- Opening Delimiter -
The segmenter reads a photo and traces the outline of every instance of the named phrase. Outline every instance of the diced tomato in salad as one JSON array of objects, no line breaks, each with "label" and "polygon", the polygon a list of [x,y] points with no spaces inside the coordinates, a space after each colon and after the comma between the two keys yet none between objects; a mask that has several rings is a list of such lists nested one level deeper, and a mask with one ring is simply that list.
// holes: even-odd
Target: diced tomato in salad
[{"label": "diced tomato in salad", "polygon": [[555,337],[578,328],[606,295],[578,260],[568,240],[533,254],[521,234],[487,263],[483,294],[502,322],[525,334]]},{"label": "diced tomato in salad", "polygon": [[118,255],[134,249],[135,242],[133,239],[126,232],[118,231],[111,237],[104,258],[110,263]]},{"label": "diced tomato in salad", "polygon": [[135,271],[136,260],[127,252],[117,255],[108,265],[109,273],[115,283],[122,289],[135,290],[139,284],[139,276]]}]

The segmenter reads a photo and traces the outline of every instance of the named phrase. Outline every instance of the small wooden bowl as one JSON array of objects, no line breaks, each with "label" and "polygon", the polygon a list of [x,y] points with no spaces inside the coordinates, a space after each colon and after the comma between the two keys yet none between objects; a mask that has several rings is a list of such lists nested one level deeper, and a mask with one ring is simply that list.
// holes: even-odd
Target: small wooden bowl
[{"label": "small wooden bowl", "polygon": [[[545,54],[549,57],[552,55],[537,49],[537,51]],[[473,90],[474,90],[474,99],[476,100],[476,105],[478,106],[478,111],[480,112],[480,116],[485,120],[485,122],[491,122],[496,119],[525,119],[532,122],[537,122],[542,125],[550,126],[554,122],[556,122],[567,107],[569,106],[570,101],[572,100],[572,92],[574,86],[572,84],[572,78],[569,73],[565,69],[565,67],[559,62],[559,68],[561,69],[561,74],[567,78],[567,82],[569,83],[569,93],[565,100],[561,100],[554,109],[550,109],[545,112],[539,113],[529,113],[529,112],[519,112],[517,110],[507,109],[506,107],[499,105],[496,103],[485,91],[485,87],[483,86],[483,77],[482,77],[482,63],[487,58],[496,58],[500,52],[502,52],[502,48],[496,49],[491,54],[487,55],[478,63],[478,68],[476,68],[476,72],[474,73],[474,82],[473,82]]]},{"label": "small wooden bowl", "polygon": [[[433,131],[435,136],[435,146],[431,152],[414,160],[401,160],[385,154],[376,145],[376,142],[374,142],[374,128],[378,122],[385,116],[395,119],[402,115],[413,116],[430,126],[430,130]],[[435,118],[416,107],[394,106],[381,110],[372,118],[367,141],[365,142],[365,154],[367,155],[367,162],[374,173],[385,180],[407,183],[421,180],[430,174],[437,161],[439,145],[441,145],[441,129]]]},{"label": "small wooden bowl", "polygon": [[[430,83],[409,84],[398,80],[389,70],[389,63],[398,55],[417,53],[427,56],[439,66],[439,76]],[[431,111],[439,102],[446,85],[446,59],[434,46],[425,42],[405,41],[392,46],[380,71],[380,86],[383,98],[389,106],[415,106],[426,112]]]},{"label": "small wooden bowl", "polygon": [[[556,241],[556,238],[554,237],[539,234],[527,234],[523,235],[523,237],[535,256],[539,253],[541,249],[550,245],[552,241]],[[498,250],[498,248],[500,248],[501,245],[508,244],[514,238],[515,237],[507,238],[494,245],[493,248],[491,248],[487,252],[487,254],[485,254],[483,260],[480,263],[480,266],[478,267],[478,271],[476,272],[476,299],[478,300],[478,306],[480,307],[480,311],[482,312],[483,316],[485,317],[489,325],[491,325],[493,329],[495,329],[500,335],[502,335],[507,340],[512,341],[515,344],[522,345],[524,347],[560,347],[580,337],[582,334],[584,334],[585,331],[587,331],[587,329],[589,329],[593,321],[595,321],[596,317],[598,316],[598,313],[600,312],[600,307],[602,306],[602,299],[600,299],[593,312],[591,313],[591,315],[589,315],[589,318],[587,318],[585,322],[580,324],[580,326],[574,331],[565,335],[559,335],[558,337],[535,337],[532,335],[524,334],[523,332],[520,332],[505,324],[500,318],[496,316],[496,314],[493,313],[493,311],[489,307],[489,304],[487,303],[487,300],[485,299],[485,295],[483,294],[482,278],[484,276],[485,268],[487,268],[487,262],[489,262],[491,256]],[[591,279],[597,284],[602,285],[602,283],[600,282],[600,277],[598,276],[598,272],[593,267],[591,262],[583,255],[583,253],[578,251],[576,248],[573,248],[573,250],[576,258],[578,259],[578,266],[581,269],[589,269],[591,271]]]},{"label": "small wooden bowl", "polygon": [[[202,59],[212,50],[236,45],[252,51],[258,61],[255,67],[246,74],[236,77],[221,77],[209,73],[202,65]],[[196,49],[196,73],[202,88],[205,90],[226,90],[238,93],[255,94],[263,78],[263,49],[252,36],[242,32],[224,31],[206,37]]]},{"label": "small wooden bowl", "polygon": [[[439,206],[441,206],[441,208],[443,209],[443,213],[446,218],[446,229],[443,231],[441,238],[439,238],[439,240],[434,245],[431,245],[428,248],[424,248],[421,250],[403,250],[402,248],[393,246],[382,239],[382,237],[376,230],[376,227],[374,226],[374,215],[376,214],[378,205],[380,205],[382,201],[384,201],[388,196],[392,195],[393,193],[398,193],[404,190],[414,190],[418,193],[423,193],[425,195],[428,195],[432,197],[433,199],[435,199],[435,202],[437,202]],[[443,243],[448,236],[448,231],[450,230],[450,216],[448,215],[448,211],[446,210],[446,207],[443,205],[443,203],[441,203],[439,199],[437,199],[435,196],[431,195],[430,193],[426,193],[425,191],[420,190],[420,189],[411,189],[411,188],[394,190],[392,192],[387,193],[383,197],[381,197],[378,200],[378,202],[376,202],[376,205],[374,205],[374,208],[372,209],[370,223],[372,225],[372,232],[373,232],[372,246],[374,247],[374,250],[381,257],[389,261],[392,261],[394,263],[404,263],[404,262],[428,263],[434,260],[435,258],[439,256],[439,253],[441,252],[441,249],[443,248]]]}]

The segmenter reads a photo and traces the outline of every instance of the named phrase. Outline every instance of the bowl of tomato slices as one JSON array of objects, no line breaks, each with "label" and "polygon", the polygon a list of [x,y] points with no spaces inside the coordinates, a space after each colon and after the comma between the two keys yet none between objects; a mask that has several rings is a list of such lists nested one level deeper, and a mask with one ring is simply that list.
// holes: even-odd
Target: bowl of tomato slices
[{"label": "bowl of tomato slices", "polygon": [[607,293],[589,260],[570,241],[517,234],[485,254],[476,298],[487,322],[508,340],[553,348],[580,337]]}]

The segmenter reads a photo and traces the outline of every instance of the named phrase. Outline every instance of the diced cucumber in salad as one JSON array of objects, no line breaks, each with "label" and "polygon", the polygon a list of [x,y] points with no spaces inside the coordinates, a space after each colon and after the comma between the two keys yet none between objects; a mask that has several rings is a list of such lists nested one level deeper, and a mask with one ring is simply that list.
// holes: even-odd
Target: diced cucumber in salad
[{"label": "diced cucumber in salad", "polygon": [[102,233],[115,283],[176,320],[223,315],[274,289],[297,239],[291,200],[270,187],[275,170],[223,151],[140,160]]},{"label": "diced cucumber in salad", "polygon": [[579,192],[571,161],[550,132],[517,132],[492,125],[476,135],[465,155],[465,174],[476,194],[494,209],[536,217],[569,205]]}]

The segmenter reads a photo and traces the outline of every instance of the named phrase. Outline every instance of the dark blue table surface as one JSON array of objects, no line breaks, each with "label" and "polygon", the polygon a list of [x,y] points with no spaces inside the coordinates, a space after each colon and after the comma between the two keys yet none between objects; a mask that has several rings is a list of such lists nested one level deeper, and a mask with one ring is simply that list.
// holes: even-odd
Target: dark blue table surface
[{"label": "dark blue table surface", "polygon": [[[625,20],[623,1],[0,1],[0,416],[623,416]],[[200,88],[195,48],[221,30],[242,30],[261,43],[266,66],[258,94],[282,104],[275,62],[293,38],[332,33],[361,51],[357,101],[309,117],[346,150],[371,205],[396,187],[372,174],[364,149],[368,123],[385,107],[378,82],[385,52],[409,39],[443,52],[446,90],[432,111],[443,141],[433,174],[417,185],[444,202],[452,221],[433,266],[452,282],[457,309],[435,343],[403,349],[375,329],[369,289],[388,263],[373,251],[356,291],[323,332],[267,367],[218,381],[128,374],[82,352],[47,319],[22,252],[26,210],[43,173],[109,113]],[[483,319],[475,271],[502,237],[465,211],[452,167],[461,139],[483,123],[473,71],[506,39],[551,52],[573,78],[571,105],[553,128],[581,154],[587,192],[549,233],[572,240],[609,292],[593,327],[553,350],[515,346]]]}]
- Closing Delimiter -
> _Work request_
Each line from the one containing "of the dark" to the end of the records should be echoed exactly, and no other line.

> _Answer to this task_
The segmenter reads a photo and traces the outline of every instance of the named phrase. Outline every instance of the dark blue table surface as one JSON array of objects, no line breaks, each with "label" and "polygon", the polygon a list of [x,y] points with no spaces inside the coordinates, a space after each colon and after the comma between the two keys yet none between objects; a mask that has several rings is a list of such lists nested one level deeper, and a mask with one ring is simply that list.
// holes: even-odd
Target: dark blue table surface
[{"label": "dark blue table surface", "polygon": [[[625,20],[623,1],[0,1],[0,416],[623,416]],[[200,88],[195,48],[221,30],[242,30],[261,43],[266,66],[258,94],[282,104],[275,62],[293,38],[332,33],[361,51],[357,101],[309,117],[346,150],[371,205],[396,187],[372,174],[364,149],[368,123],[385,107],[378,82],[385,52],[409,39],[443,52],[446,90],[432,111],[443,141],[433,174],[417,185],[444,202],[452,221],[433,266],[452,282],[457,309],[435,343],[403,349],[375,329],[369,289],[388,263],[373,251],[356,291],[323,332],[267,367],[218,381],[128,374],[82,352],[47,319],[22,252],[26,210],[43,173],[109,113]],[[483,319],[475,271],[502,237],[465,211],[452,167],[461,139],[483,123],[473,71],[506,39],[551,52],[573,78],[571,105],[553,128],[581,154],[587,192],[549,233],[572,240],[609,292],[593,327],[553,350],[515,346]]]}]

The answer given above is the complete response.